▸ やること
1. 引用文によると、対応できるバックアップ種別は何か。
2. 引用文で「2種類のバックアップ処理は共に」で始まる段落を、要点を残して短くまとめ直せ。
3. 引用文のうち「- AWS S3の設定を入れておくことで、バックアップデータをS3に同期する事も出来ます。」から「2種類のバックアップ処理は共にAWS S3への同期処理にを行うことができます。」までの部分を、一字一句変えずに書き出せ。

▸ 引用文
────
概要
- pleasanter+PostgreSQL+SSL+dockerで自動バックアップを作ってみたの2022年度版です。
- 前回記事の続きです。
- 本格的にシステムを使う事を考えた場合、バックアップはちゃんと考えておく必要が有ります。
- 素直にRDS使えよという話もありますが、docker-composeファイル単体で動作する事を目指しました。
- 今回は自動でバックアップできるようにシステム化しました。
- 対応できるバックアップ種別は「Fullバックアップ」と「PITR(ポイント・イン・タイム・リカバリ)」です。
- AWS S3の設定を入れておくことで、バックアップデータをS3に同期する事も出来ます。
Backupの方式
本コンテナ構成では2種類のバックアップ方式を使ってデータを保全するように設定されています。
それぞれのバックアップ方式に関しては下記に示します。
種別 | 概要 | メリット | デメリット |
---|---|---|---|
全バックアップ | バックアップがSQL形式になるので復元が簡単 | 時間がかかる。容量が多い | BDに対してFull Backupを実行 |
PITR | 早い。必要とされる容量が差分だけ。 | 完全な復元に手間がかかる。 | PITR( (Point In Time Recovery) )を実行 |
2種類のバックアップ処理は共にAWS S3への同期処理にを行うことができます。
AWS S3との同期を行っておくことでバックアップ完了後にバックアップデータをAWS S3上に同期する事ができるため、障害発生時にデータが失われるリスクを最小限にする事ができます。
────
▸ 抽出データ
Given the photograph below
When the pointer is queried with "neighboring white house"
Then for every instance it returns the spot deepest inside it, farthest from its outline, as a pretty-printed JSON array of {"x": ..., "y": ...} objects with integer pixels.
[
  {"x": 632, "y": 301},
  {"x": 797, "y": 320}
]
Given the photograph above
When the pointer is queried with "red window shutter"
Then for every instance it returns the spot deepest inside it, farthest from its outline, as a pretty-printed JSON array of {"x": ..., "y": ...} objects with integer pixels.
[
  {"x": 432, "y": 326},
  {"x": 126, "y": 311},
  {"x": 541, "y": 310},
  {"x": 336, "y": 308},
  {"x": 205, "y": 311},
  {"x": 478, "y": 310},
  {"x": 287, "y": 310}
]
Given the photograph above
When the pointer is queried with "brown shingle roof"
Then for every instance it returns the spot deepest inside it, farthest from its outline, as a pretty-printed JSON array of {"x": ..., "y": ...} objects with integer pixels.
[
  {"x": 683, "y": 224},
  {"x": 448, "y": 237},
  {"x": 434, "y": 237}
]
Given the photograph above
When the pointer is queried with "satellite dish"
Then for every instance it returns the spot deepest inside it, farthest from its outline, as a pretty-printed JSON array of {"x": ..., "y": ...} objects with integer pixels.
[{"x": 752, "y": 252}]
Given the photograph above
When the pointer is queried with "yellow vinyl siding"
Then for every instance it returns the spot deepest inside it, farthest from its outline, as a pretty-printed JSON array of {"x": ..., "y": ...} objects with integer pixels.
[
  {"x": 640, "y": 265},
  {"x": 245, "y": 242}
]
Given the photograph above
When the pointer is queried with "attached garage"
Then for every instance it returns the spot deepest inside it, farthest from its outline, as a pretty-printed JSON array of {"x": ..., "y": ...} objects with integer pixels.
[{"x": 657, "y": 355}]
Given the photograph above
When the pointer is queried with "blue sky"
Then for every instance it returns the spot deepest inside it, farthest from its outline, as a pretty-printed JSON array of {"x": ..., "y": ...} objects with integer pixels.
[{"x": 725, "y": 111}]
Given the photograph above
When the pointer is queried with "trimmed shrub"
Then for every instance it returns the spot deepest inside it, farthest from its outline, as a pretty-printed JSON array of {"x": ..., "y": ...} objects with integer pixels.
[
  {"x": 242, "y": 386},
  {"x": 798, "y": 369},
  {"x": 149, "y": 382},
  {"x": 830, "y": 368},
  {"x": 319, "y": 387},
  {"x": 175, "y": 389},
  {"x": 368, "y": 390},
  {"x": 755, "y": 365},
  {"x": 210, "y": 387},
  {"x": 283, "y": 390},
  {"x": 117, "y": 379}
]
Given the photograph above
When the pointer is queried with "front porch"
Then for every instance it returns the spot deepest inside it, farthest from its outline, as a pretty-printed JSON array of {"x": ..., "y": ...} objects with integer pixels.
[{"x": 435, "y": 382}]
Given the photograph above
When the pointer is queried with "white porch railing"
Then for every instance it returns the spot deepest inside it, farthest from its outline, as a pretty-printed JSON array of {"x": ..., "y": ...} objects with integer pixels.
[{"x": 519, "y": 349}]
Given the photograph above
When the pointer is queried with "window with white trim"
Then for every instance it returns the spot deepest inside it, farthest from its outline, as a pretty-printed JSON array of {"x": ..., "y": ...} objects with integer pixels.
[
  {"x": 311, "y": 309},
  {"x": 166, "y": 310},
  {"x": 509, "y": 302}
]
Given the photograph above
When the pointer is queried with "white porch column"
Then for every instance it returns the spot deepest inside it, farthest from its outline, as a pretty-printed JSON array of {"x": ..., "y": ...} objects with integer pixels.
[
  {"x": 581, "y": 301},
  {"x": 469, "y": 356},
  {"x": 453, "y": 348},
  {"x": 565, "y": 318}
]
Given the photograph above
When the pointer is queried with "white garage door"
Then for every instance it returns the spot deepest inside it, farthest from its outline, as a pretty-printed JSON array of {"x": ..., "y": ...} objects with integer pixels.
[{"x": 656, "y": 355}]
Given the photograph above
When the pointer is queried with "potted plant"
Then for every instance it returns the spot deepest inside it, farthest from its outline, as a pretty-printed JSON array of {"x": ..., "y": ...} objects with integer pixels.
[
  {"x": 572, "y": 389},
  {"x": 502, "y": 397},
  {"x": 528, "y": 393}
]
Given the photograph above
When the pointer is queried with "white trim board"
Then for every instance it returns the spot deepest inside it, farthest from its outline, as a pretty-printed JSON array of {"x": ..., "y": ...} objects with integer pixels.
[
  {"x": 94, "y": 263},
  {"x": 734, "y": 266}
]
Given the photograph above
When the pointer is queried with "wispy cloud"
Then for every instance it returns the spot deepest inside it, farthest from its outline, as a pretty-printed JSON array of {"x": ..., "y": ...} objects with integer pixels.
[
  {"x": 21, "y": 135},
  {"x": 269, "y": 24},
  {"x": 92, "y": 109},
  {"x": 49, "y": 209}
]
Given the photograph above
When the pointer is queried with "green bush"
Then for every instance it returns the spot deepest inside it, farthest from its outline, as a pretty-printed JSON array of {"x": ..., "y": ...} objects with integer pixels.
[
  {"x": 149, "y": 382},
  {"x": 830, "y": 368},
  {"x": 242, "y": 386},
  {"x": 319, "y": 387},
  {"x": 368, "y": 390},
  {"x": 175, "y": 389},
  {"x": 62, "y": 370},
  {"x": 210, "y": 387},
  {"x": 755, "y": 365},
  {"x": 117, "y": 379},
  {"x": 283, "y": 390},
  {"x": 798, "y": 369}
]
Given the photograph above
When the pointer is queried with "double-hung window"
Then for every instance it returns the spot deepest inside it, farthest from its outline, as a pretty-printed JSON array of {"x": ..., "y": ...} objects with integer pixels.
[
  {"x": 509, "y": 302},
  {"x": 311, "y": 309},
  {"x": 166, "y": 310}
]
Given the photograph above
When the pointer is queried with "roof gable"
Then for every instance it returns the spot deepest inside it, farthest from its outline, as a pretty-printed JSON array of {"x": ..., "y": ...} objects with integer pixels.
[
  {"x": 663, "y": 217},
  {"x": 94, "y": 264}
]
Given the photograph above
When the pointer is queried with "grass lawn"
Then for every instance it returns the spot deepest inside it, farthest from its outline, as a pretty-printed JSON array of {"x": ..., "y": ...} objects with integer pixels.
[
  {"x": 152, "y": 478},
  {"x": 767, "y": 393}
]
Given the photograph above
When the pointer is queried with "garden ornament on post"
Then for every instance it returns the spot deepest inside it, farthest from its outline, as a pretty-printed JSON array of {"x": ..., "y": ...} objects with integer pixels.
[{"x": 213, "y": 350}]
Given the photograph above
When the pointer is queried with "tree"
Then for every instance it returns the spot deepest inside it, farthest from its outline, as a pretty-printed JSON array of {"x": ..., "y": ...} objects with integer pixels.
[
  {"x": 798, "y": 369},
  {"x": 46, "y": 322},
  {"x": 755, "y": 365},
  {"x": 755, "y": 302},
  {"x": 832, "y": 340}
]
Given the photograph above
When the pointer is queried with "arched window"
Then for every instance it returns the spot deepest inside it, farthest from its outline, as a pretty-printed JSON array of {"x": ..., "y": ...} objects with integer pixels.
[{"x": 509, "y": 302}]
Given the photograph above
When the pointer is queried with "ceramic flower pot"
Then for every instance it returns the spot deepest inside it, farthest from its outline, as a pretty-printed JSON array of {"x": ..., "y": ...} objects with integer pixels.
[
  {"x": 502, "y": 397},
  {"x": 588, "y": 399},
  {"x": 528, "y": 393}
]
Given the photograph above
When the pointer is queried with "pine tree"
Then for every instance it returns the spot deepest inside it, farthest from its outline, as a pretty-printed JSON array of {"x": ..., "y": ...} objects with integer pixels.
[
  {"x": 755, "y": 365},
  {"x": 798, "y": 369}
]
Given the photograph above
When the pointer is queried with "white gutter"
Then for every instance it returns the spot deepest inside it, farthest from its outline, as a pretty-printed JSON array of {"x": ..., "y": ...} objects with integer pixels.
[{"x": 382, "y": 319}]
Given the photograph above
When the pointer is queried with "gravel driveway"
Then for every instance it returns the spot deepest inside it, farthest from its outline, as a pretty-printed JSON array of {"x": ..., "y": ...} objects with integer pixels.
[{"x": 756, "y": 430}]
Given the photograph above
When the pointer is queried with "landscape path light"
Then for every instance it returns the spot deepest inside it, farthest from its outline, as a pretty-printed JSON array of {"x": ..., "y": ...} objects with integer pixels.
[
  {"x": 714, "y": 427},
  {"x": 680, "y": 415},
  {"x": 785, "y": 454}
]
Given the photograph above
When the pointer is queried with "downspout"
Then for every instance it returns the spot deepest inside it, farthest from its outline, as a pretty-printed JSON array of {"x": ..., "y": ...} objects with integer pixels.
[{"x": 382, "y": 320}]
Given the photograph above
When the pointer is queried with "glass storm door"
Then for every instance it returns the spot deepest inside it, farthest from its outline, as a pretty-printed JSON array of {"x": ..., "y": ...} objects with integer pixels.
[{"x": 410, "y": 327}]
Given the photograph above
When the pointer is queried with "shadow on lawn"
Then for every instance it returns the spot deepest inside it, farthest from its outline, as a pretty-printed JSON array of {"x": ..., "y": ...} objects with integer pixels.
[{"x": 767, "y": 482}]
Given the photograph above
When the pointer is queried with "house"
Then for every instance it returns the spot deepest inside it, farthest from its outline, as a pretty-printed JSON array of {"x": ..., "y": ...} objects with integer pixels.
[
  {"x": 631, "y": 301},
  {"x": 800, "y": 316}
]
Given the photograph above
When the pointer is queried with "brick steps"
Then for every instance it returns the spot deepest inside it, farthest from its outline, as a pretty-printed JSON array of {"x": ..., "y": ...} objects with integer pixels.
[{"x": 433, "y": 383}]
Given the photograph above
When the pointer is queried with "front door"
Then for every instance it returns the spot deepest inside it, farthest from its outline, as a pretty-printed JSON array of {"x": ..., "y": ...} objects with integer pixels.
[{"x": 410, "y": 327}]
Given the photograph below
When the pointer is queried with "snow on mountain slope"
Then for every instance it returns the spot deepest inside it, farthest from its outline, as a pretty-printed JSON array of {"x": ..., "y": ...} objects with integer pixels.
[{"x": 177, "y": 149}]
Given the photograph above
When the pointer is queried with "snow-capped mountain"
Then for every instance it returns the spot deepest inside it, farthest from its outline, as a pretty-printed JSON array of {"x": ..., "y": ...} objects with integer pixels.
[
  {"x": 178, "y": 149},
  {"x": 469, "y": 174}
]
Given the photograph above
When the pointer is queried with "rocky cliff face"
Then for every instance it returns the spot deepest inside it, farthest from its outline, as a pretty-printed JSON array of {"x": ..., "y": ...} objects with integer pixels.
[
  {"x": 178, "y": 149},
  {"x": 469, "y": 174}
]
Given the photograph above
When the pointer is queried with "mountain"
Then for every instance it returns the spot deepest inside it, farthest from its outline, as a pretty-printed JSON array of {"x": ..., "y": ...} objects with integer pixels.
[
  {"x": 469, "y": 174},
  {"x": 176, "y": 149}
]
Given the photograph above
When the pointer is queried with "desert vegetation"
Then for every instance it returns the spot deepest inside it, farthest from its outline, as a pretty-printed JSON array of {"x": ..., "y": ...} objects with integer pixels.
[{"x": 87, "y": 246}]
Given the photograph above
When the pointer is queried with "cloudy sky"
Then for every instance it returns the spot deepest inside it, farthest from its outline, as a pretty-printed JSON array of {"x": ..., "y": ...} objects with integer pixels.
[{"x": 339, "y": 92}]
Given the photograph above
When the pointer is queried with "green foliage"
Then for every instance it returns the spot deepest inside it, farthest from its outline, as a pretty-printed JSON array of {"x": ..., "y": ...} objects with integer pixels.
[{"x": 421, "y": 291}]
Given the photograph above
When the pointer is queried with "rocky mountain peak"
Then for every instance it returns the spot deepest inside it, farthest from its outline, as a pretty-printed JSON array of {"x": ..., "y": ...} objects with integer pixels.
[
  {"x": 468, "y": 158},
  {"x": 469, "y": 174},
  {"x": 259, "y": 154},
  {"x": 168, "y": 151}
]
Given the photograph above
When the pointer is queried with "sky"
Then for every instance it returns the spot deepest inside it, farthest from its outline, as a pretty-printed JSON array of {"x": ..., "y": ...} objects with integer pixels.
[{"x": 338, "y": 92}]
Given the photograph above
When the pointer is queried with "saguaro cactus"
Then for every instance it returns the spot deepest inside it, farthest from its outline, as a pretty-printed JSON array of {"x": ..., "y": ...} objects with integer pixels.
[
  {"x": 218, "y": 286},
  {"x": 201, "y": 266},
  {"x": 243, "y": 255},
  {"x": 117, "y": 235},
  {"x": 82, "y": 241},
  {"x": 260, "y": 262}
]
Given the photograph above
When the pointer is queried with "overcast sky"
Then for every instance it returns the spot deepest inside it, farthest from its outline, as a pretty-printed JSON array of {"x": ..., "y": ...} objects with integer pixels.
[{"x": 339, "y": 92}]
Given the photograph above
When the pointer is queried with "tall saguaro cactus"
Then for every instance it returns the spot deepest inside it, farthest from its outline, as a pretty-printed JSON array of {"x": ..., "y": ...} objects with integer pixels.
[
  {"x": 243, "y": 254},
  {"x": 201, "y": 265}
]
────
▸ 回答一覧
1. 「Fullバックアップ」と「PITR(ポイント・イン・タイム・リカバリ)」の2種類。

2. 2種類のバックアップ処理はどちらもAWS S3と同期でき、バックアップ完了後にデータをS3上へ同期しておくことで、障害発生時にデータを失うリスクを最小限に抑えられる。

3.
- AWS S3の設定を入れておくことで、バックアップデータをS3に同期する事も出来ます。
Backupの方式
本コンテナ構成では2種類のバックアップ方式を使ってデータを保全するように設定されています。
それぞれのバックアップ方式に関しては下記に示します。
種別 | 概要 | メリット | デメリット |
---|---|---|---|
全バックアップ | バックアップがSQL形式になるので復元が簡単 | 時間がかかる。容量が多い | BDに対してFull Backupを実行 |
PITR | 早い。必要とされる容量が差分だけ。 | 完全な復元に手間がかかる。 | PITR( (Point In Time Recovery) )を実行 |
2種類のバックアップ処理は共にAWS S3への同期処理にを行うことができます。